Referring expression pointing data:
== Segment start ==
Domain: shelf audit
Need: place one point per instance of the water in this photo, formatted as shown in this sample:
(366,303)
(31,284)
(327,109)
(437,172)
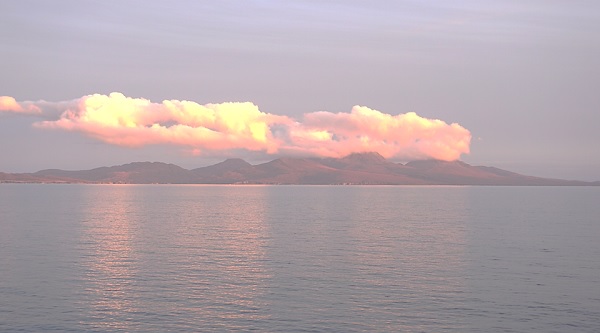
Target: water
(138,258)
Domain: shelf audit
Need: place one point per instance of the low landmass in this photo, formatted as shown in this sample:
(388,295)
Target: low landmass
(355,169)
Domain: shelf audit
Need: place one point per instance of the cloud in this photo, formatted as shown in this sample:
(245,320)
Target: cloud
(135,122)
(9,104)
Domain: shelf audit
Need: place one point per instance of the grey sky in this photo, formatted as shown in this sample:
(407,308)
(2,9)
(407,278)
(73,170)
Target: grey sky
(522,76)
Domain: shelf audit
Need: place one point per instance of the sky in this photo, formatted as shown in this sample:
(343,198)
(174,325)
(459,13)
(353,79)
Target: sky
(510,84)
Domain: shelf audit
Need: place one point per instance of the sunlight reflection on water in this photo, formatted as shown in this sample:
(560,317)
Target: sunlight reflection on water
(298,258)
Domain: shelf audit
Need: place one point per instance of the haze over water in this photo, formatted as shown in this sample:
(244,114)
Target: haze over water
(142,258)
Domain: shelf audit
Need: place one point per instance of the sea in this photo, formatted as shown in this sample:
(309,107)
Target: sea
(242,258)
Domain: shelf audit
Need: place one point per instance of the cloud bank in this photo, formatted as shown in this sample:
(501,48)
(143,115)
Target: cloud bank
(135,122)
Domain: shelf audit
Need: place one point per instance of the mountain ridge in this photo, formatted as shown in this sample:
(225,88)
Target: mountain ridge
(355,169)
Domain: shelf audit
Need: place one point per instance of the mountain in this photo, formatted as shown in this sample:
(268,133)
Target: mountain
(359,168)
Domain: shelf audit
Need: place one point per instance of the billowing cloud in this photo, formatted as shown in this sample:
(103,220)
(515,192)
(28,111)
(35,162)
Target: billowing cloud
(120,120)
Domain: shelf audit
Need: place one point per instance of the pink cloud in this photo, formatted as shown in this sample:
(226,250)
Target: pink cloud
(9,104)
(120,120)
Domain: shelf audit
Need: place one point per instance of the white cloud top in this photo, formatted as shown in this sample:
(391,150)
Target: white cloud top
(134,122)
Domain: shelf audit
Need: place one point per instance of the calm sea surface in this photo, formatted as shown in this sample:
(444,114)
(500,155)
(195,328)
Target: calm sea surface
(162,258)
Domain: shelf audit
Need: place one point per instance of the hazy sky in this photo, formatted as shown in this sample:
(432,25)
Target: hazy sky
(522,77)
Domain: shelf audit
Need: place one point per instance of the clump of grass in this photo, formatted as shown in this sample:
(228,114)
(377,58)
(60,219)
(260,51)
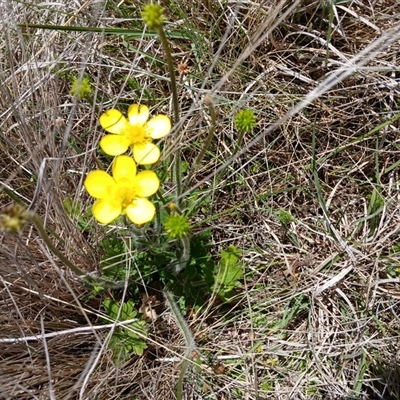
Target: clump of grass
(310,198)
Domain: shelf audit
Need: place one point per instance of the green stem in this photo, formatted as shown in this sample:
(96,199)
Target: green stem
(189,340)
(177,160)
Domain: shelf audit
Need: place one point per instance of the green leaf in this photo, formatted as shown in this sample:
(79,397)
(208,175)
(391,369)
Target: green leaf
(228,272)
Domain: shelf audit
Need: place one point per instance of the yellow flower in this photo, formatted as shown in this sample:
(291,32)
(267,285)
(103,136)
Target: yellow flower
(135,132)
(123,193)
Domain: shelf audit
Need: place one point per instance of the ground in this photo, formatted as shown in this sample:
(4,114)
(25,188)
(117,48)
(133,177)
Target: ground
(309,198)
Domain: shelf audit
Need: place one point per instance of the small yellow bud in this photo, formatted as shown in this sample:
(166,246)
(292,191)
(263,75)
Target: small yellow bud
(81,89)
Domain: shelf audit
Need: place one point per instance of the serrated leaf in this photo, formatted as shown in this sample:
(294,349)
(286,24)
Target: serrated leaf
(229,268)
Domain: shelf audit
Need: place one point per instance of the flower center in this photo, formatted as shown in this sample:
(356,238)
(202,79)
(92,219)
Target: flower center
(137,135)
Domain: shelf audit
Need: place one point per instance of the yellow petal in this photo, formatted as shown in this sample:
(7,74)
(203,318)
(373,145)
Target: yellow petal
== Segment end ==
◆ **Action item**:
A word-for-word copy of the records above is needed, pictures excluded.

◆ **Finished exercise**:
Domain: shelf audit
Need: place one point per instance of the water in this photo, formatted as shown in this sample:
(366,303)
(31,284)
(327,109)
(437,172)
Target: water
(138,258)
Domain: shelf audit
Need: place one point per instance of the low landmass in this photo, formatted as shown in this sample:
(388,295)
Target: low landmass
(355,169)
Domain: shelf audit
Need: place one point per instance of the cloud in this photo, formatted as shown in this sample:
(245,320)
Target: cloud
(135,122)
(9,104)
Domain: shelf audit
Need: place one point per instance of the grey sky in this photo, formatted as shown in this sample:
(407,308)
(2,9)
(407,278)
(73,170)
Target: grey sky
(522,76)
Domain: shelf audit
Need: place one point per instance of the sky in this photo, formatted as shown in this sample:
(343,198)
(174,325)
(459,13)
(353,79)
Target: sky
(510,84)
Domain: shelf audit
Need: place one point per instance of the sunlight reflection on water in this photo, formatted as shown in this sample:
(560,317)
Target: sunlight reflection on water
(298,258)
Domain: shelf audit
Need: place one point per instance of the haze over water in this photo, formatted as shown in this sample:
(244,114)
Target: haze over water
(142,258)
Domain: shelf audit
Need: place one point per instance of the sea in this photo, formatted as shown in this sample:
(309,107)
Target: sea
(242,258)
Domain: shelf audit
Need: place one point per instance of the cloud bank in this photo, formatted as shown in this sample:
(501,48)
(143,115)
Target: cloud bank
(135,122)
Domain: shelf audit
Need: place one point per instance of the mountain ridge in this photo, formatted as shown in this sample:
(225,88)
Target: mountain ridge
(355,169)
Domain: shelf audit
Need: place one point per instance of the mountain in this photo, formatted as shown in this sample:
(268,133)
Target: mountain
(359,168)
Domain: shelf audit
Need: place one point per instance of the billowing cloud in this photo, formatted as shown in this sample:
(103,220)
(515,192)
(28,111)
(35,162)
Target: billowing cloud
(120,120)
Domain: shelf audit
Need: place one point per instance of the pink cloud in this photo, formatted as shown in this sample:
(226,250)
Target: pink cloud
(9,104)
(120,120)
Domain: shelf audit
Need: place one point per instance of the white cloud top in this photo, formatted as shown in this sample:
(391,150)
Target: white cloud top
(134,122)
Domain: shelf audit
Need: place one point per instance of the calm sea surface in this photo, formatted as shown in this sample:
(444,114)
(500,155)
(195,328)
Target: calm sea surface
(162,258)
Domain: shelf audit
Need: place one point per instance of the hazy sky in this photo, formatted as shown in this sample:
(432,25)
Target: hazy sky
(522,77)
Domain: shelf audit
Need: place one point per instance of the clump of grass in this photo, formatted as shown in this sample:
(228,114)
(377,58)
(60,219)
(260,51)
Target: clump of grass
(310,198)
Domain: shelf audit
Need: place one point per instance of the green stem in this photo, formatted as shown in this sample:
(96,199)
Target: green stem
(189,340)
(177,160)
Domain: shelf audit
Need: place one point per instance of the green leaf in this photo, formatted as shown in this sample:
(79,397)
(208,175)
(391,369)
Target: green leaf
(228,272)
Domain: shelf audit
Need: place one point per instance of the yellow flower in this photo, formatted as shown in this sample:
(291,32)
(267,285)
(103,136)
Target: yellow flower
(135,132)
(123,193)
Domain: shelf audit
Need: place one point per instance of the ground in this photo, formatted as shown in this sample:
(4,114)
(25,188)
(117,48)
(133,177)
Target: ground
(309,198)
Domain: shelf audit
Need: place one point per instance of the small yellow bud in this photo, formatted as shown in this sample:
(166,246)
(292,191)
(263,75)
Target: small yellow bud
(81,89)
Domain: shelf audit
Need: place one point per instance of the serrated leaf in this photo, formatted as shown in this sample:
(294,349)
(286,24)
Target: serrated leaf
(229,268)
Domain: shelf audit
Need: place one point per instance of the flower center in this photo, formatted as shown in this sample:
(356,238)
(202,79)
(92,219)
Target: flower center
(137,135)
Domain: shelf audit
Need: place one point per instance of the yellow petal in this photo, formatted as shown in this sample:
(7,74)
(203,318)
(373,145)
Target: yellow petal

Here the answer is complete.